» **PROVIDED TEXT**:
= Beginning of Section =

When medical therapy fails to adequately improve a problem related to one of a number of digestive conditions, a physician might recommend an ileostomy. In this procedure, a surgeon diverts the bottom part of the small intestine – known as the ileum – through an opening created in the patient’s abdomen. This opening is called a stoma.
According to BCIRhistory.com, the first use of this type of surgery was in 1913. Modern ileostomies have as their parent the Brooke procedure, introduced in 1952. Today, patients have three basic surgical options when it’s necessary to eliminate waste after removing both the colon and the rectum:
Traditional Brooke procedure. The American Cancer Society reports that this surgery is often the result of conditions such as ulcerative colitis, Crohn’s disease, familial polyposis, and issues linked to cancer. Among ileostomies, it’s the procedure most often used. After the surgeon pulls the ileum through the abdominal wall, the tissue is turned inside-out and sutured to the patient’s skin to form a stoma. Placement of the stoma is usually in the lower right portion of the abdomen on a surface of flat and smooth skin. A pouch collects output. Patients’ primary management issues are emptying the pouch and protecting their skin.

= End of Section =

» **ASSIGNMENT 1**:
According to the ileostomy text, in what year was the Brooke procedure introduced?
» **ASSIGNMENT 2**:
Rewrite the ileostomy text's paragraph beginning "Traditional Brooke procedure" as a concise bulleted list that keeps its main facts.

» **EXTRACTED ENTRIES**:

= Beginning of Section =

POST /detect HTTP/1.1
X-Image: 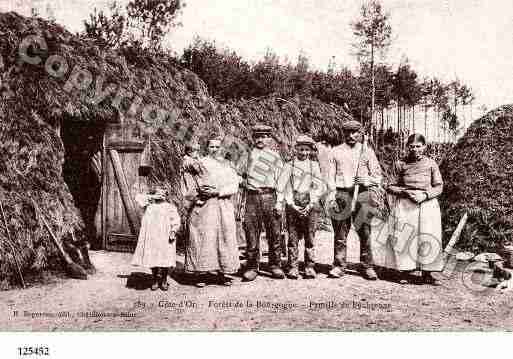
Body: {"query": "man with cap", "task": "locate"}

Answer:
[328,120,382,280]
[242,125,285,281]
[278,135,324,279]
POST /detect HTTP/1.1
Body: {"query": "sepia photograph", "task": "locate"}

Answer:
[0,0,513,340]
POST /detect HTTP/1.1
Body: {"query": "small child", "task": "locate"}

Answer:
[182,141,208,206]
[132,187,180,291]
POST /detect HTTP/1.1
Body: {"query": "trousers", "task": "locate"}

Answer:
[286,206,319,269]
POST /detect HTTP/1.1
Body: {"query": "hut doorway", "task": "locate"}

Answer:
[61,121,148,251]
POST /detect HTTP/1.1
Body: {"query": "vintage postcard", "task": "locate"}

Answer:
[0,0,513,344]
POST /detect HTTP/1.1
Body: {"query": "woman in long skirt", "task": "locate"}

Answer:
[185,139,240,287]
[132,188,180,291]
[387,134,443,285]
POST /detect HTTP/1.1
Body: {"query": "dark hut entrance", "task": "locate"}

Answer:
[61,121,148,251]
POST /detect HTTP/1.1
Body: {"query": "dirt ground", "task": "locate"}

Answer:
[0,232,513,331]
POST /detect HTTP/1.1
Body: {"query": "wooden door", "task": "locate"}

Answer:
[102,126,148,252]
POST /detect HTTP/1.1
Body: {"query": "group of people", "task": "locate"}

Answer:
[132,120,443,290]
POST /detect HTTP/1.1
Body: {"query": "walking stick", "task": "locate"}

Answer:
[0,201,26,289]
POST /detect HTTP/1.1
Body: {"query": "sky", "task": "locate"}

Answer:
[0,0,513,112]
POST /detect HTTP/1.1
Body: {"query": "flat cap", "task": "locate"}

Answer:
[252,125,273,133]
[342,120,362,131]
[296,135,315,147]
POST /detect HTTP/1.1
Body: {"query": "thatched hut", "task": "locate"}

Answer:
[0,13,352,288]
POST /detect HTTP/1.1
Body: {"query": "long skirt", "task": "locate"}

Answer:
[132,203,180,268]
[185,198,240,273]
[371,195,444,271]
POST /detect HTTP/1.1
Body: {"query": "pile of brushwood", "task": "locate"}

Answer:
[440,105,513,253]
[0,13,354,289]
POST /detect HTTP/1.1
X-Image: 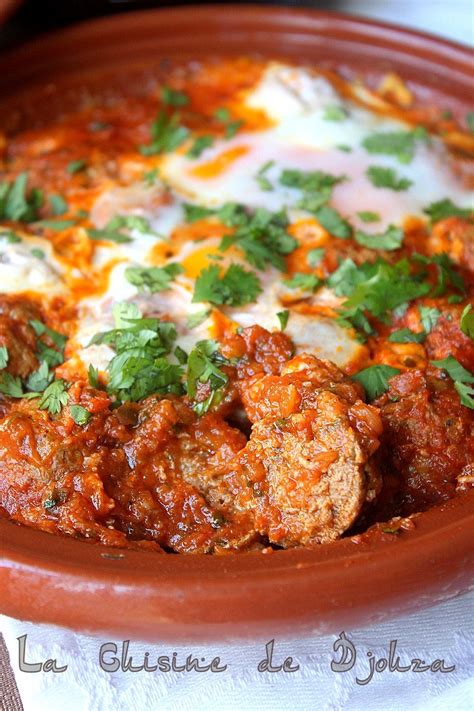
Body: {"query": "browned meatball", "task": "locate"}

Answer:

= End of Section =

» **WRITTEN SOLUTION 1**:
1952

» **WRITTEN SOLUTION 2**:
- Common causes: ulcerative colitis, Crohn's disease, familial polyposis, and cancer-related issues (per the American Cancer Society)
- The most frequently used ileostomy procedure
- Technique: the ileum is pulled through the abdominal wall, turned inside-out, and sutured to the skin to form a stoma
- Stoma placement: usually the lower right abdomen, on flat, smooth skin
- Output is collected in a pouch
- Main management concerns: emptying the pouch and protecting the skin